Sunday, September 10, 2006

Sunday Spurgeon


What a great word that word “salvation” is! It includes the cleansing of our conscience from all past guilt and the delivery of our soul from all those propensities to evil which now so strongly predominate in us. It takes in, in fact, the undoing of all that Adam did. Salvation is the total restoration of man from his fallen estate. And yet it is something more than that—for God’s salvation fixes our standing more secure than it was before we fell. It finds us broken in pieces by the sin of our first parent—defiled, stained, accursed. It first heals our wounds, it removes our diseases, it takes away our curse, it puts our feet upon the rock Christ Jesus and having thus done, at last it lifts our heads far above all principalities and powers, to be crowned forever with Jesus Christ, the King of Heaven.

Some people, when they use the word “salvation,” understand nothing more by it than deliverance from Hell and admittance into Heaven. Now that is not salvation—those two things are the effects of salvation. We are redeemed from Hell because we are saved and we enter Heaven because we have been saved beforehand. Our everlasting state is the effect of salvation in this life.

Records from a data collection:
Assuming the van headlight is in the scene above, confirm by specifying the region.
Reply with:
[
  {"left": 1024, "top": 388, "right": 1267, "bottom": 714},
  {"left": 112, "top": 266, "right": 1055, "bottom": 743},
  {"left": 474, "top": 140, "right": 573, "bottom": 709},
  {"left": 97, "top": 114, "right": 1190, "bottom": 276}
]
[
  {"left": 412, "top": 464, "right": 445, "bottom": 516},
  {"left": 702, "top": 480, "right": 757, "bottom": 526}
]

▸ Task 1
Rewrite the salvation text from "What a great" to "King of Heaven.", changing "principalities" to "rulers".
▸ Task 2
Carry the text on salvation further, starting right after its final sentence.
These rows are separate material and have no connection to the text on salvation.

▸ Response 1
What a great word that word “salvation” is! It includes the cleansing of our conscience from all past guilt and the delivery of our soul from all those propensities to evil which now so strongly predominate in us. It takes in, in fact, the undoing of all that Adam did. Salvation is the total restoration of man from his fallen estate. And yet it is something more than that—for God’s salvation fixes our standing more secure than it was before we fell. It finds us broken in pieces by the sin of our first parent—defiled, stained, accursed. It first heals our wounds, it removes our diseases, it takes away our curse, it puts our feet upon the rock Christ Jesus and having thus done, at last it lifts our heads far above all rulers and powers, to be crowned forever with Jesus Christ, the King of Heaven.

▸ Response 2
Salvation, it is true, includes all that because salvation is the mother of it and carries it within its heart. But still it were wrong for us to imagine that that is all the meaning of the word.

Salvation begins with us as wandering sheep. It follows us through all our mazy wanderings. It puts us on the shoulders of the Shepherd. It carries us into the fold. It calls together the friends and the neighbors. It rejoices over us. It preserves us in that fold through life. And then at last it brings us to the green pastures of Heaven—beside the still waters of bliss—where we lie down forever in the presence of the Chief Shepherd, never more to be disturbed.